■ SUPPLIED TEXT:
○ ○ ○ ○ ○ ○ ○

To estimate the unknown function \(f(\cdot)\), Friedman (1984) proposed the simple and powerful idea of local averaging. The local averaging estimate of the function \(f(\cdot)\) evaluated at the point \(x\) is constructed by taking an average of the \(y_i\) values corresponding to \(x_i\) values that are nearby the given \(x\). More formally, the local averaging estimate can be written as \[\begin{equation} \hat{f}(x) = \frac{ \sum_{i = 1}^n y_i w_i(x) }{ \sum_{i = 1}^n w_i(x) } \end{equation}\] where the weights are defined such that \(w_i(x) = 1\) if the point \(x_i\) is nearby the point \(x\), and \(w_i(x) = 0\) otherwise. Note that the weights are a function of \(x\), i.e., there will be a different set of weights (defining the nearby points) for each \(x\).

2.2 How Close is Nearby?

To formalize the concept of nearby, Friedman proposed using the smallest symmetric window around \(x_i\) that contains \(sn\) observations, where \(s \in (0, 1]\). The parameter \(s\) is called the span parameter, which controls the smoothness of the function estimate. As \(s \rightarrow 0\) the function estimate becomes more jagged (i.e., less smooth), and as \(s \rightarrow 1\) the function estimate becomes more smooth. The goal is to find the value of \(s\) that provides a “reasonable” estimate of the unknown smooth function \(f(\cdot)\).

2.3 Visual Intuition

To get an understanding of the local averaging estimator, we will look at how the estimate is formed for the point \(x^* = 0.3\) using different values of the span parameter.

# define function and data
set.seed(1)

○ ○ ○ ○ ○ ○ ○

■ PROVIDED INFORMATION:
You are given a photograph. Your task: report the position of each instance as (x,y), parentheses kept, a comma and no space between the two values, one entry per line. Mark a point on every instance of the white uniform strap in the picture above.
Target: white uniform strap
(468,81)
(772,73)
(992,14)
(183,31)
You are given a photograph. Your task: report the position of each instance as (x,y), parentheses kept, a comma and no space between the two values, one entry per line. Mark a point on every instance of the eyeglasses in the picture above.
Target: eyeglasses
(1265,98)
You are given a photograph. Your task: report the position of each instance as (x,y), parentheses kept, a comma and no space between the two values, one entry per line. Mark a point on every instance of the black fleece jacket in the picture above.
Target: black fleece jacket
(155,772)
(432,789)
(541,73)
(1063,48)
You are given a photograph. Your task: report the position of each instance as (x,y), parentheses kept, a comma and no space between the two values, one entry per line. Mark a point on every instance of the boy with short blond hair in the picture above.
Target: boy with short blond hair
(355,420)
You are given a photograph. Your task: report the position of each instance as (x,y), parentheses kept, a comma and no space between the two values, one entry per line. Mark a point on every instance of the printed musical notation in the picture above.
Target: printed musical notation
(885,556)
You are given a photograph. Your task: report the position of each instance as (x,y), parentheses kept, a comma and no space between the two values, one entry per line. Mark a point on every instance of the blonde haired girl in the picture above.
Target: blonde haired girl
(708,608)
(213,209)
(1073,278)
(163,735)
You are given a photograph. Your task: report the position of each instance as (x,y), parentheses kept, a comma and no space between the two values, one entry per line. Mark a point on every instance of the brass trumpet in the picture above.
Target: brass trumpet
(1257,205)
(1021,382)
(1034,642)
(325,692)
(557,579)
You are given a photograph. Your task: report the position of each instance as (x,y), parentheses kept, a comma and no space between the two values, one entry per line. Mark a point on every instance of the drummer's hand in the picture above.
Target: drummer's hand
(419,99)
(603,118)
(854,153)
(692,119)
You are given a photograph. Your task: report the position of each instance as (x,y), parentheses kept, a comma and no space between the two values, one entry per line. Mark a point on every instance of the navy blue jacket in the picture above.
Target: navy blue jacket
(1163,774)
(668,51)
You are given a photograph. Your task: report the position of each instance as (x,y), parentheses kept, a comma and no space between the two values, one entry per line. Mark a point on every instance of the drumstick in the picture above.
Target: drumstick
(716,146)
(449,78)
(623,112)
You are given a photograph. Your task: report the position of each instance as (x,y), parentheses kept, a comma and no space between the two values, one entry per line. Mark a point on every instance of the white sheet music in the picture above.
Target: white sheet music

○ ○ ○ ○ ○ ○ ○

■ REQUIRED TASK A:
Could you turn the rows, from the line containing "drumstick in the picture above." through the end of the rows, into a Markdown table with the columns No. and Line, leaving out any blank lines?
■ REQUIRED TASK B:
Can you carry on the passage about local averaging estimates from the point where it stops?

■ WRITTEN REPLY A:
| No. | Line |
|---|---|
| 1 | You are given a photograph. Your task: report the position of each instance as (x,y), parentheses kept, a comma and no space between the two values, one entry per line. Mark a point on every instance of the drumstick in the picture above. |
| 2 | Target: drumstick |
| 3 | (716,146) |
| 4 | (449,78) |
| 5 | (623,112) |
| 6 | You are given a photograph. Your task: report the position of each instance as (x,y), parentheses kept, a comma and no space between the two values, one entry per line. Mark a point on every instance of the white sheet music in the picture above. |
| 7 | Target: white sheet music |

■ WRITTEN REPLY B:
n <- 101
x <- seq(0, 1, length.out = n)
fx <- sin(2 * pi * x)
y <- fx + rnorm(n, sd = 0.5)

# define x* and color for window
xstar <- 0.3
cols <- rgb(190/255, 190/255, 190/255, alpha = 0.5)

# set-up 2 x 2 subplot
par(mfrow = c(2,2))

# loop through spans (0.1, 0.2, 0.3, 0.4)
for(s in c(0.1, 0.2, 0.3, 0.4)){
  
  # plot data and true function
  plot(x, y, main = paste0("span = ", s), ylim = c(-2.5, 2.5),
       cex.lab = 1.5, cex.axis = 1.25)
  lines(x, fx, col = "blue", lwd = 2)
  
  # plot window
  window <- c(xstar - s / 2, xstar + s / 2)
  rect(window[1], -3, window[2], 3, col = cols)
  
  # define weights
  w <- rep(0, n)
  w[x >= window[1] & x <= window[2]] <- 1
  
  # plot estimate
  ystar <- sum(y * w) / sum(w)
  points(xstar, ystar, pch = 17, col = "red", cex = 1)
  
  # add legend
  legend("topright", legend = c("data", "truth"),
         pch = c(1, NA), lty = c(NA, 1), col = c("black", "blue"), bty = "n")
  legend("bottomright", legend = c("estimate", "window"),
         pch = c(17, 15), col = c("red", "gray"), bty = "n")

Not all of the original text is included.